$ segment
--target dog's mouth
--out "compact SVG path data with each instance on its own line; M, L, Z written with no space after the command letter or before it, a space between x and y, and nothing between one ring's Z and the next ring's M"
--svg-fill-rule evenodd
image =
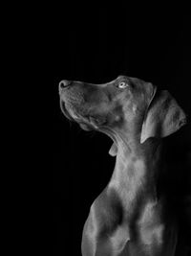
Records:
M75 107L74 105L67 105L63 101L60 102L60 107L63 114L70 120L79 124L84 130L99 129L106 124L104 116L97 115L93 111Z
M60 106L63 114L70 121L77 123L82 129L86 131L100 130L103 133L107 134L113 140L113 144L109 151L109 154L112 156L117 155L117 140L115 139L115 136L113 135L111 129L108 129L107 120L105 117L93 114L92 115L79 114L75 110L75 108L67 107L64 102L60 103Z

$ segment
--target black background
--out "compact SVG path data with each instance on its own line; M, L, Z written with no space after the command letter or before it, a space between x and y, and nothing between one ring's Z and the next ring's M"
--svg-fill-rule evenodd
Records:
M185 10L160 11L156 7L145 12L127 5L82 8L74 3L50 12L50 20L54 255L80 255L89 208L109 181L115 158L108 154L112 141L107 136L83 131L63 116L58 82L66 79L99 83L123 74L137 77L169 90L189 120L191 27ZM189 130L188 124L180 135L188 161Z

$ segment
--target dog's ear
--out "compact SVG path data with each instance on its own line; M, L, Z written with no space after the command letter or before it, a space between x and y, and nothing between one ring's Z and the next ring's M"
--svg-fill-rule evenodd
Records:
M112 156L116 156L117 153L117 146L116 142L114 142L112 144L110 151L109 151L109 154Z
M186 116L176 100L166 90L156 93L145 113L140 143L150 137L166 137L186 123Z

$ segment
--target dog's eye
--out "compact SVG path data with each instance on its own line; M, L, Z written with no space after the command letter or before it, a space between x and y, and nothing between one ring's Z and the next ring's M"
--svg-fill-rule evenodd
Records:
M129 86L129 84L126 83L125 81L120 81L120 82L118 83L118 88L125 88L125 87L127 87L127 86Z

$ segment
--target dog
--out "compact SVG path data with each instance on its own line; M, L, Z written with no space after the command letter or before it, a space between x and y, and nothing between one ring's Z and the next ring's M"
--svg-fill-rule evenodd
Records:
M167 172L162 141L186 124L182 108L167 90L126 76L103 84L61 81L59 96L68 119L113 140L116 157L84 224L82 255L175 255L176 220L158 184Z

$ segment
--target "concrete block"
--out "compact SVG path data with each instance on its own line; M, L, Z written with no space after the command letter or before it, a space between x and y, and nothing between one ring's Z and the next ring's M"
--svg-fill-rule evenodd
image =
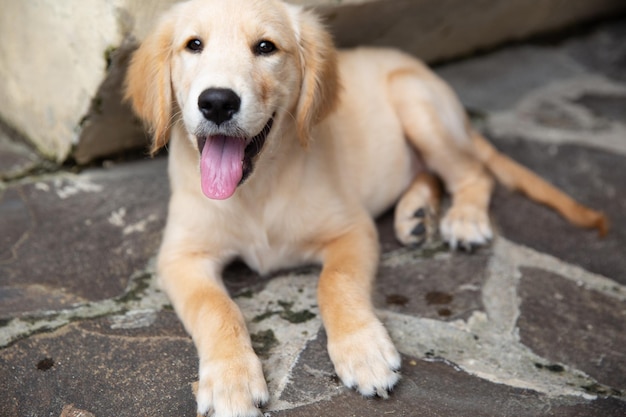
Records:
M176 0L0 0L0 118L41 154L78 163L143 146L120 102L137 40ZM337 43L400 47L428 61L626 10L623 0L297 0Z

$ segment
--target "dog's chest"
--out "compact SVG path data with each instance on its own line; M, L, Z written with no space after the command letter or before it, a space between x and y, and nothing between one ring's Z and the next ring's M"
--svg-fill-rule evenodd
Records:
M262 275L316 260L313 251L303 249L297 244L271 242L262 238L246 242L240 249L240 257L250 268Z

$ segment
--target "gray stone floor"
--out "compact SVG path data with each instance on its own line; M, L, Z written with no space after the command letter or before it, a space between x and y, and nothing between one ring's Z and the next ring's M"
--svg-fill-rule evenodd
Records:
M499 188L473 254L379 221L375 303L403 354L388 400L343 388L316 268L229 268L267 416L626 416L626 20L437 68L505 153L604 210L599 239ZM166 160L52 169L0 138L0 415L192 416L197 357L153 261Z

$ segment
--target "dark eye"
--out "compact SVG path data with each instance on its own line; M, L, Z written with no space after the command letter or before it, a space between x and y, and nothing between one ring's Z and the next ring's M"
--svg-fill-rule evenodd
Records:
M202 41L200 39L193 38L187 42L187 45L185 45L185 48L190 52L200 53L202 52L204 45L202 44Z
M276 51L276 45L270 41L261 41L254 47L257 55L269 55Z

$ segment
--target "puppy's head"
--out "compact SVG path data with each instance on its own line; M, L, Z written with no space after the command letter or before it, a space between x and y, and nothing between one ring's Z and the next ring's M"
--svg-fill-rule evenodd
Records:
M153 133L182 122L198 148L202 190L230 197L262 150L295 123L306 145L337 100L335 49L310 12L277 0L174 6L131 61L126 97Z

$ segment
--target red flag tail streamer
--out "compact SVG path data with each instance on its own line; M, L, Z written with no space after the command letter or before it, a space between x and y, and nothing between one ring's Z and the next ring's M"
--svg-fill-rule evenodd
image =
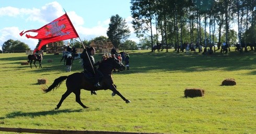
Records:
M66 13L39 29L22 31L19 34L22 36L29 32L37 33L38 34L32 36L27 34L26 36L27 38L41 39L38 50L50 43L79 37Z

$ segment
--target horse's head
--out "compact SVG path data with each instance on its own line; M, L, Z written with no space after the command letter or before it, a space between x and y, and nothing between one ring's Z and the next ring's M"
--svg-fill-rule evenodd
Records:
M115 68L118 69L119 71L124 71L125 70L125 66L124 66L122 62L120 62L119 61L115 59L115 58L112 58L113 59L113 66Z

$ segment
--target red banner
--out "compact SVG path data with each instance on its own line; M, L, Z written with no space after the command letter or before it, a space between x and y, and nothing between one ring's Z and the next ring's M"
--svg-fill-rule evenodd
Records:
M30 30L25 32L23 31L19 34L22 36L29 32L38 33L38 34L32 36L27 34L26 36L27 38L41 39L37 48L38 50L48 43L78 37L78 34L66 13L39 29Z

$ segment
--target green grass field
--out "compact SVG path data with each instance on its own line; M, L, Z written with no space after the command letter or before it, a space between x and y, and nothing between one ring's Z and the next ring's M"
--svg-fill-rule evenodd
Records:
M255 133L256 53L231 51L212 55L178 53L169 50L129 51L130 70L113 74L125 103L111 90L97 95L82 90L84 109L69 95L54 110L66 86L43 93L37 84L81 72L75 61L66 72L62 55L45 54L42 69L21 65L24 53L0 54L0 127L31 129L166 133ZM101 55L95 56L96 60ZM48 60L53 62L48 63ZM233 78L237 85L221 86ZM186 88L205 91L203 97L184 98ZM9 133L0 132L1 133Z

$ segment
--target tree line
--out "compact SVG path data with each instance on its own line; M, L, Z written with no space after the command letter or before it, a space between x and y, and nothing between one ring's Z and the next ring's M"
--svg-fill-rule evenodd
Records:
M212 49L215 43L219 49L223 42L255 45L255 0L131 0L131 3L135 33L137 37L149 33L152 48L154 41L174 44L178 52L178 46L185 42L205 49ZM237 32L230 29L234 24Z

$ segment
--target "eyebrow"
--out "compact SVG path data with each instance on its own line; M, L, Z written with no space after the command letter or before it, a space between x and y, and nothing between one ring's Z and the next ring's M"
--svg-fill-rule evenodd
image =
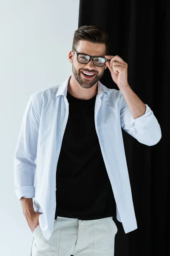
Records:
M84 52L79 52L77 51L77 53L81 53L82 54L85 54L86 55L88 55L88 56L90 56L91 57L102 57L103 58L105 58L104 56L102 56L102 55L95 55L94 56L92 56L91 55L89 55L87 53L85 53Z

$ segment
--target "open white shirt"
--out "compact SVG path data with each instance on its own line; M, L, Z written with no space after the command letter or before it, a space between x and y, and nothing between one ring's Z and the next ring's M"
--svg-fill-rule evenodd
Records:
M35 211L42 213L40 226L47 240L54 223L56 170L69 115L66 96L70 77L31 96L14 154L17 196L19 200L33 198ZM144 114L134 119L121 91L98 82L95 128L116 204L116 218L126 233L137 226L121 127L148 146L156 144L162 137L157 119L145 105Z

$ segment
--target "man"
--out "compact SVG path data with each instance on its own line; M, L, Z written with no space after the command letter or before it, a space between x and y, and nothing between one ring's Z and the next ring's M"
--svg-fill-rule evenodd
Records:
M112 216L126 233L137 228L121 128L148 146L161 131L128 84L127 63L108 49L99 28L78 29L68 55L71 76L28 103L15 188L33 233L33 256L111 256ZM99 81L107 67L118 90Z

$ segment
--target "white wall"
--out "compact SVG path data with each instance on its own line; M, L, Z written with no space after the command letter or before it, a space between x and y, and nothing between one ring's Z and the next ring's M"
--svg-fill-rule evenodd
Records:
M0 255L30 256L31 231L14 192L14 157L31 95L71 75L79 0L0 1Z

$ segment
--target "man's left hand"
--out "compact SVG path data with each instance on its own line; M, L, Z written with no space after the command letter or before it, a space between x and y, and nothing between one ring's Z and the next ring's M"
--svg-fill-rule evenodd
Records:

┄┄┄┄┄┄┄┄┄┄┄┄┄┄┄┄┄┄┄┄

[Given task] List each line in the entries above that contains the word "white", counting only matches with the same capitalization.

[Response below]
--target "open white shirt"
--target "white wall"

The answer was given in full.